▸ **Étapes de l'exercice**
[1] Répondez, d'après l'extrait sur Jean-Luc Einaudi, aux questions suivantes :
(a) En quelle année et chez quel éditeur Michel Levine a-t-il publié Les ratonnades d'octobre ?
(b) Quel métier exerçait Jean-Luc Einaudi ?
(c) Quelle dissidence Jean-Luc Einaudi avait-il rejointe autour de Jacques Jurquet ?
[2] Prolongez l'extrait sur Jean-Luc Einaudi au-delà de sa dernière phrase, dans le même registre.

▸ **Extrait retenu**

##############################

En 1985, six ans avant La bataille de Paris, Michel Levine publiait, chez Ramsay, Les ratonnades d’octobre avec ce sous-titre : Un meurtre collectif à Paris en 1961. Enfin, en octobre 1991, en même temps que paraissait le livre de Jean-Luc Einaudi, l’association « Au nom de la mémoire » animée par Mehdi Lalaoui, éditait Le silence du fleuve sous la signature d’Anne Tristan, dont le texte poignant était accompagné d’une exhaustive recherche iconographique des preuves photographiques, notamment de l’indomptable reporter Elie Kagan, portant témoignage de la violence de la répression.
Mais ce n’est pas parce que la vérité était connue, établie par des témoins, illustrée par des écrivains, racontée par des associations, qu’elle était audible et, encore moins, entendue. L’événement Einaudi, c’est d’avoir mis fin à cette surdité dominante. Et de l’avoir fait grâce à un travail de recherche d’une ampleur alors inégalée, dont Riceputi raconte la genèse. Avec une infinie modestie devant l’ampleur de la tâche, doublée du fier sentiment d’accomplir une mission décisive, cet éducateur de métier s’est fait historien en forçant absences et silences. Absences des témoins survivants du massacre qu’il alla patiemment retrouver puis longuement écouter en Algérie même, mettant en œuvre une pratique sensible de l’histoire orale qui donnait corps et chair à l’événement. Silences des archives, verrouillées et cadenassées, qu’il réussit à percer avec l’aide de deux archivistes révoltés par l’imposition de la raison d’État à la vérité historique, lesquels payèrent le tribut de leur audace, tels des lanceurs d’alerte en avance sur leurs institutions.
Ce faisant, Jean-Luc Einaudi est de ceux qui ont sauvé une génération, celle des engagements de 1968 et d’après. Militant communiste oppositionnel, ayant rejoint autour de Jacques Jurquet (1922-2020) la dissidence du Parti communiste marxiste-léniniste de France (PCMLF), il aurait pu, comme certaines figures notables de cette époque où « le fond de l’air était rouge », pour reprendre une formule du cinéaste Chris Marker, jeter ses idéaux aux orties des illusions dès lors qu’au tournant des années 1980, ils n’étaient plus portés par le vent favorable des mobilisations populaires et des contestations juvéniles. Ce fut tout l’inverse : refusant les tentations du reniement et du carriérisme, il transforma son militantisme partisan en engagement vital. De l’un à l’autre, il conserva la pratique de l’enquête de terrain, c’est-à-dire le souci de la parole des premiers concernés, la méfiance pour les généralisations abstraites et la recherche entêtée de la vérité des faits.

##############################

▸ **Lignes de données**
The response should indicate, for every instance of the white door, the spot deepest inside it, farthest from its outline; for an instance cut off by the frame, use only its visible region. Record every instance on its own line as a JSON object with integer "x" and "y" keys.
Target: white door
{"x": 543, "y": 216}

##############################

▸ **Réponses par consigne**
[1]
(a) En 1985, chez Ramsay.
(b) Il était éducateur de métier.
(c) La dissidence du Parti communiste marxiste-léniniste de France (PCMLF).

[2]
Resté éducateur pour la jeunesse, Einaudi se fit ainsi historien des obscurs et des sans-grade, dans le sillage de l’histoire du mouvement social théorisée et pratiquée par Jean Maitron, l’inventeur du Dictionnaire biographique du mouvement ouvrier. Car La bataille de Paris, prolongé en 2001 chez Fayard par une nouvelle enquête, Octobre 1961, un massacre à Paris, n’est qu’un titre parmi de nombreux autres d’une œuvre foisonnante où des investigations historiques inédites côtoient des portraits humains originaux. Tous ces travaux sont comme un pont jeté entre les deux rives de la Méditerranée, liant indissolublement les luttes émancipatrices en France et en Algérie. Einaudi donne ainsi vie aux causes communes partagées par des hommes et des femmes pour qui l’égalité n’était pas un mot abstrait mais une histoire vécue.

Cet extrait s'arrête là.